# [READING TEXT]
↓
Winner of the Chairman's award for excellence, Honorable Mention at the 2012 California Book Festival, and quarter finalist in the Amazon Breakthrough Novel Awards.
Nimitz Highway and River Street is an intersection on the island of Oahu in Hawaii. It is also the place I impatiently came out of the womb ready to start my own personal history. Plan A was the military vehicle whisking my laboring mother toward the base hospital for a traditional birth. That did not happen. Plan B has been my life since.
I was one of two children but with my father being one of nine, I enjoyed the richness and craziness of growing up in a larger extended family. Being brought up Catholic I have an appreciation for the history and tradition of the church that stays with me although I did not stay with the church. My mother suffered bouts of guilt about birth control and other church teachings I never let bother me. I struggled in other ways, dealt with it, and moved on.
Mom did her best to prepare me for life as a woman. Secretarial courses and domestic chores would prepare me to be a wife. Growing up in the flowering women’s rights movement as a child of the 70’s, we had differing ideas, and I had other plans. I went off to college in upstate New York majoring in psychology with the intent of being a “death & dying” counselor. This would be my paying job while I wrote the next great American novel. Plan B kicked in and I graduated with a B.A. in English, packed my car, and upset my parents by moving to Florida in search of my destiny.
↑
Dataset records
↓
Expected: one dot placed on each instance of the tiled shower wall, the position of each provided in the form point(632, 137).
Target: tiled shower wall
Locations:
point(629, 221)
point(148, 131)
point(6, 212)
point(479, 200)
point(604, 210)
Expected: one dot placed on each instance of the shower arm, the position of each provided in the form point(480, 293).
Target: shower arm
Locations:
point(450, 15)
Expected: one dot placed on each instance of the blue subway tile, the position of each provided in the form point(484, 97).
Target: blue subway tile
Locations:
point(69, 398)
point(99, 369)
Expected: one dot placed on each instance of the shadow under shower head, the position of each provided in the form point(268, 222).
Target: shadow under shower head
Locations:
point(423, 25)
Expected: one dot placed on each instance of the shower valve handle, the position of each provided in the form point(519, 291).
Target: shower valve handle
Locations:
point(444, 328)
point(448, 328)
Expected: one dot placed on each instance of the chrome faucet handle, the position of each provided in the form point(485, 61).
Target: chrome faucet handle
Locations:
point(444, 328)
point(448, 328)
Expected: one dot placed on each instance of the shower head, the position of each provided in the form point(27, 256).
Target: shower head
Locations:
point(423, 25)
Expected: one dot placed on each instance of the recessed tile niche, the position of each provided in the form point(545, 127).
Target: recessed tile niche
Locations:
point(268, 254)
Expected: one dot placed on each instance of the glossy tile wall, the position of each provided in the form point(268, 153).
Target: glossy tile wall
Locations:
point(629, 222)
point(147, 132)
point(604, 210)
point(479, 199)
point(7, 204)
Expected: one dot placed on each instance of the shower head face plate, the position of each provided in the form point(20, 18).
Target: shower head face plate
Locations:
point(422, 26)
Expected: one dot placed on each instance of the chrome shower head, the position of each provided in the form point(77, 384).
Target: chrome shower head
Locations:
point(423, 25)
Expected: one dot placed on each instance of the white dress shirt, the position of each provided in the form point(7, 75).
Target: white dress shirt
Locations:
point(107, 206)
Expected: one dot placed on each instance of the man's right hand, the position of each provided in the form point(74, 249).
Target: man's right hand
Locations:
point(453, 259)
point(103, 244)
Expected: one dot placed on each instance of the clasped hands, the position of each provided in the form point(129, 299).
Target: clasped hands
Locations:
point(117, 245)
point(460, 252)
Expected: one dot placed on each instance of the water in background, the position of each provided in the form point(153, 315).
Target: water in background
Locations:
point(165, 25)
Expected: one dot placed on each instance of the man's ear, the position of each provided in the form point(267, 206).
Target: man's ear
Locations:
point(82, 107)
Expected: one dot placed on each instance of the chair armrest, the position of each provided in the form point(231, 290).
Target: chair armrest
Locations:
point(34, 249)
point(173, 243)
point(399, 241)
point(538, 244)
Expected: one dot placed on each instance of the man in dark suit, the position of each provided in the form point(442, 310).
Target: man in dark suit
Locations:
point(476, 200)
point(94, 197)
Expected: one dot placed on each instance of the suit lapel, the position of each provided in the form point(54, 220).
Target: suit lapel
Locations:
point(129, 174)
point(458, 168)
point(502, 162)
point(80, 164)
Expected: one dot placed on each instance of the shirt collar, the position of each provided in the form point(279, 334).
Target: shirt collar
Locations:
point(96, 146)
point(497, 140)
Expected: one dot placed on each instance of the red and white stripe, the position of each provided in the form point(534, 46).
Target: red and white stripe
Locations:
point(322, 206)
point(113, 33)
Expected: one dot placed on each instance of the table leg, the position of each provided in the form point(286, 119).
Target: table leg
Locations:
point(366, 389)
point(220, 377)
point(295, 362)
↑
# [EXERCISE PROMPT]
Render this sentence from the autobiographical sketch in Spanish: "Mom did her best to prepare me for life as a woman."

# [TASK OUTPUT]
Mamá hizo todo lo posible por prepararme para la vida como mujer.